▶ SUPPLIED PASSAGE:

******

- US nonfarm payrolls scheduled for release on Friday 12:30 GMT
- Another solid report could question rate cuts if Powell provides no clear guidance
- EURUSD at risk of plunging towards April’s low of 1.0600
April’s nonfarm payrolls might cause volatility
Friday will be a nonfarm payrolls day and investors expect the economy to have added 243k new job positions in April, keeping the unemployment rate steady at 3.8% and wage growth stable at 0.3% m/m.
The report will be the first release of the second quarter. Therefore, while the FOMC policy announcement may be the main event of the week, the data could still affect markets, particularly if Fed chief Powell offers no clarity on the rate path. Note that there will be no forecast updates during this week’s policy meeting.
Hotter-than-expected CPI inflation prints and signs of resurgence followed by hawkish Fed comments made investors think that the central bank will not cut interest rates as previously expected, at least not before November 2024.
Will Powell move the needle?
What is more striking is that talks for a rate hike resurfaced as some policymakers, including board member Williams, did not rule out the possibility of another increase. Of course, this is currently the least likely scenario, and policymakers might need inflation, and specifically the core measures, which exclude volatile food and energy prices, to shoot higher to confirm that the progress on inflation hasn’t only halted but that it’s also reversing.
Yet, with divisions growing within the board about the next rate action, Powell may not change his communication tone this week but repeat his recent commentary for “higher for longer” borrowing costs. However, if he does not provide further details such as how long will the central bank wait before it becomes confident inflation is sliding back towards the 2.0% target, traders might look at Friday’s jobs data for some direction.
Another solid jobs report expected
If forecasts are correct, April’s report may not generate any concerns about the US labor market. A growth of 243k compared to 303k in March would still be an outsize jump and perhaps an encouraging sign that the labor market can handle the increased migrant inflows, especially if the unemployment rate remains stable and below 4% for the 27th consecutive month – the longest stretch since the 1960s.
It’s worthy to note that the ISM business survey has been pointing to contracting employment conditions since the start of the year. But given its somewhat broken correlation with the NFP report and the healthy number of weekly initial jobless claims, there is little risk for employment growth disappointing significantly below 200k. Moreover, excluding the pandemic’s huge loss, April’s readings have been comfortably above that threshold since 2018. Perhaps if the Q1 GDP slowdown stretches into the next quarters, employers might start trimming demand for workers.

******

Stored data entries
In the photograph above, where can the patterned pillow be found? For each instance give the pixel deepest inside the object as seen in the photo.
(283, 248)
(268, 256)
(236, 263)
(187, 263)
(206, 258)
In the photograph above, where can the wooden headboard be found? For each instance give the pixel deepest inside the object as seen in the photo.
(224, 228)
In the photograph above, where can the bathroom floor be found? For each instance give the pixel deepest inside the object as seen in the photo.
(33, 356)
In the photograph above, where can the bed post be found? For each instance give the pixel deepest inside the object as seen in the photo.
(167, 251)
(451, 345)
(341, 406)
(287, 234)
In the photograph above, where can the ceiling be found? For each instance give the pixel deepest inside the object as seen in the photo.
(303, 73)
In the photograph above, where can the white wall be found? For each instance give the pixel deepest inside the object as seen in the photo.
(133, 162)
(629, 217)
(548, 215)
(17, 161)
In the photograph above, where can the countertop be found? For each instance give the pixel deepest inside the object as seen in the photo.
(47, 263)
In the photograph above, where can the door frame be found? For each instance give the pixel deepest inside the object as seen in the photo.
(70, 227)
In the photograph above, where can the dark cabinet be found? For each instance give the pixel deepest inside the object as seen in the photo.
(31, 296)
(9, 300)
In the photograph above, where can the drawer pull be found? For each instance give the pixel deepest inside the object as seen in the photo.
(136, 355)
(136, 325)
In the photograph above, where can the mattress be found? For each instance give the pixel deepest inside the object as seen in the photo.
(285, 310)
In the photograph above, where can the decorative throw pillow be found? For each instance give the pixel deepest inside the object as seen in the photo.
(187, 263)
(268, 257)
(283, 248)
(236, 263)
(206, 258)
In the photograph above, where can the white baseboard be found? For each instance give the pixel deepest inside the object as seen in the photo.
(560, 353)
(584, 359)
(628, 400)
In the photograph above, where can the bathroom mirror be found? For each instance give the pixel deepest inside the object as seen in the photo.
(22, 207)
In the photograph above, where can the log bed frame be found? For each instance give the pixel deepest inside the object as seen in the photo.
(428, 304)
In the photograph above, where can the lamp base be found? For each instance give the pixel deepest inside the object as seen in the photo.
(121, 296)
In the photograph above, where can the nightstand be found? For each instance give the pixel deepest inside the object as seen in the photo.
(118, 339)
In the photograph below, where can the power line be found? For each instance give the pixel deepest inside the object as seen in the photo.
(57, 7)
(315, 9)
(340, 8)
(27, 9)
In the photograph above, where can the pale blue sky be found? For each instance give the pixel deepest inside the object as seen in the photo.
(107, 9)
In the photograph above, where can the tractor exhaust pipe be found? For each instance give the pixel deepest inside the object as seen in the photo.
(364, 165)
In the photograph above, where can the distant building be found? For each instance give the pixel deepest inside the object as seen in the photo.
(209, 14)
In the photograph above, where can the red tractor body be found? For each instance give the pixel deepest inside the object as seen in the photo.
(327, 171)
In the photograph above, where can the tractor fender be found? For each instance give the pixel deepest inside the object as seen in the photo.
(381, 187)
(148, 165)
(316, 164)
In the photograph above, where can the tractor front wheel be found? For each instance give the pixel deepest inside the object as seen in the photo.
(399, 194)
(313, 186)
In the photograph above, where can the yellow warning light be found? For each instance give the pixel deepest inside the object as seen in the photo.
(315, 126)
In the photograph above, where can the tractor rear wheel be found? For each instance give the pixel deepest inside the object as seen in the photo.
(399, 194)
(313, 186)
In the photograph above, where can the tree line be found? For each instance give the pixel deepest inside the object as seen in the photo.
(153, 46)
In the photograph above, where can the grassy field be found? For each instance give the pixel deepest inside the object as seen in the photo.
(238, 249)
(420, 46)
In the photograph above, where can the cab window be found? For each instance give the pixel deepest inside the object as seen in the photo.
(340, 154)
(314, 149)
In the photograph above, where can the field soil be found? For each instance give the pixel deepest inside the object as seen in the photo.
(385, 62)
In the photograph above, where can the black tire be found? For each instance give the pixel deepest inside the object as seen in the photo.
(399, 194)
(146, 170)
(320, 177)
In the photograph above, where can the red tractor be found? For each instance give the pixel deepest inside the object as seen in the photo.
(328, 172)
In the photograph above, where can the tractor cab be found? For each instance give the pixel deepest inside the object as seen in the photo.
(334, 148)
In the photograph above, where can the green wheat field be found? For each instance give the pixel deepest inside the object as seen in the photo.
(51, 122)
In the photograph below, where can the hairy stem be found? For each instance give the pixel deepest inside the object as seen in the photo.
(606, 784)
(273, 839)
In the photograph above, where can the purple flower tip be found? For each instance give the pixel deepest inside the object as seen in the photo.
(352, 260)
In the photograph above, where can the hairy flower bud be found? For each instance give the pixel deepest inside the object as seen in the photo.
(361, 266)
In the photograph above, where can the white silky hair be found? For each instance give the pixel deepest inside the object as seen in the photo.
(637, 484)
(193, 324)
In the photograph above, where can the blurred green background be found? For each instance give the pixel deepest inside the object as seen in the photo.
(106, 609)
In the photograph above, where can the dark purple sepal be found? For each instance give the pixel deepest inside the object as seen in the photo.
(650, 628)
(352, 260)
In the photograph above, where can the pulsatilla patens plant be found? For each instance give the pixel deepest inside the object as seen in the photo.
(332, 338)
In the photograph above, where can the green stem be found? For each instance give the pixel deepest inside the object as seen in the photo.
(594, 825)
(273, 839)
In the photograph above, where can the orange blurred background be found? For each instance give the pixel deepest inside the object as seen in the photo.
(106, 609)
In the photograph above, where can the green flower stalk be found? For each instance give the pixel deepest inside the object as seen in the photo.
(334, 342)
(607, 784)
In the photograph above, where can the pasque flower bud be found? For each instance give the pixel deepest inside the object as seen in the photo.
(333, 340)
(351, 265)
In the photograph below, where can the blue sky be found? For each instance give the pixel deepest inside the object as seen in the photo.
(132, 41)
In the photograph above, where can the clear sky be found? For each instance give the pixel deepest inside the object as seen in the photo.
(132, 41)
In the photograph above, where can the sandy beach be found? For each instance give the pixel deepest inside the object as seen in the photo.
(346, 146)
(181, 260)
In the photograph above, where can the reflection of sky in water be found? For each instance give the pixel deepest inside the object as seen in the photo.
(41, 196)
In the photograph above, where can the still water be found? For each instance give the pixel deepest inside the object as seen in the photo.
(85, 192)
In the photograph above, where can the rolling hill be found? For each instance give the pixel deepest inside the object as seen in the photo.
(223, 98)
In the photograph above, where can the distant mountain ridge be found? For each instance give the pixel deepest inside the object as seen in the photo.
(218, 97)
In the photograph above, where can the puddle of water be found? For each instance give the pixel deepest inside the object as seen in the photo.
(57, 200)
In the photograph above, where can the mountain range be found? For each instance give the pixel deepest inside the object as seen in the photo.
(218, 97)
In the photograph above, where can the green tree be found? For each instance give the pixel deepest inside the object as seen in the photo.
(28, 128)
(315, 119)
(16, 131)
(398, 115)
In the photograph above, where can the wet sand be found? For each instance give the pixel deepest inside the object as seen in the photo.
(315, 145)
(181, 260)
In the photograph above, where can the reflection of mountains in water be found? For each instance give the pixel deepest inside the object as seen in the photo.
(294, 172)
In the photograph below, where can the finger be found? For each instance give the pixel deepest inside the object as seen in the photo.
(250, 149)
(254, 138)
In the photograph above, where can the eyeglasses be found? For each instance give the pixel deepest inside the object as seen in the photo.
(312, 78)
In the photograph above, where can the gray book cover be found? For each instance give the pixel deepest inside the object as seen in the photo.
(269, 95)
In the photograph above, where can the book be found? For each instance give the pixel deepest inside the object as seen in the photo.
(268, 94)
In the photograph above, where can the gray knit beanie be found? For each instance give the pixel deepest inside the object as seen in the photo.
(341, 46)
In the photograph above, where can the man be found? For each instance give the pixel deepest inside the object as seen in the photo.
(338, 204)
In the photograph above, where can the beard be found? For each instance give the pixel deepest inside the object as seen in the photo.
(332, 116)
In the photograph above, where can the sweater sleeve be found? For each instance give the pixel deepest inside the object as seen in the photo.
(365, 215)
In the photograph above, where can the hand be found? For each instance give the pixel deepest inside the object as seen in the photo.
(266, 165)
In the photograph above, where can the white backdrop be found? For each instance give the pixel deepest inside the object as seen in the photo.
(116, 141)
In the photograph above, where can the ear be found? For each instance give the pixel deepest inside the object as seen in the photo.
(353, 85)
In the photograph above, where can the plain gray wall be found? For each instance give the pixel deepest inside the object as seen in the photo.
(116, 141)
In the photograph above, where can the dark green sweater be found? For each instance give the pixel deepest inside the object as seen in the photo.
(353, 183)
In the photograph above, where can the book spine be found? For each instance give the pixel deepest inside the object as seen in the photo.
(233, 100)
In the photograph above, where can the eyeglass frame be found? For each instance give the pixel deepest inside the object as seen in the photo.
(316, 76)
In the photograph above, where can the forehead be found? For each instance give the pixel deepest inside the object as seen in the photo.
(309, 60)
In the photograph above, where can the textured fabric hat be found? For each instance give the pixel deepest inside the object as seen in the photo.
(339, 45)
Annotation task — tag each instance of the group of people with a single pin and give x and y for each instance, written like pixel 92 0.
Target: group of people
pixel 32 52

******

▶ WHAT THIS TASK INVOLVES:
Reproduce the stretch of the nonfarm payrolls preview from "The report will" through "week’s policy meeting.". The rows are not needed for anything here.

▶ RESPONSE:
The report will be the first release of the second quarter. Therefore, while the FOMC policy announcement may be the main event of the week, the data could still affect markets, particularly if Fed chief Powell offers no clarity on the rate path. Note that there will be no forecast updates during this week’s policy meeting.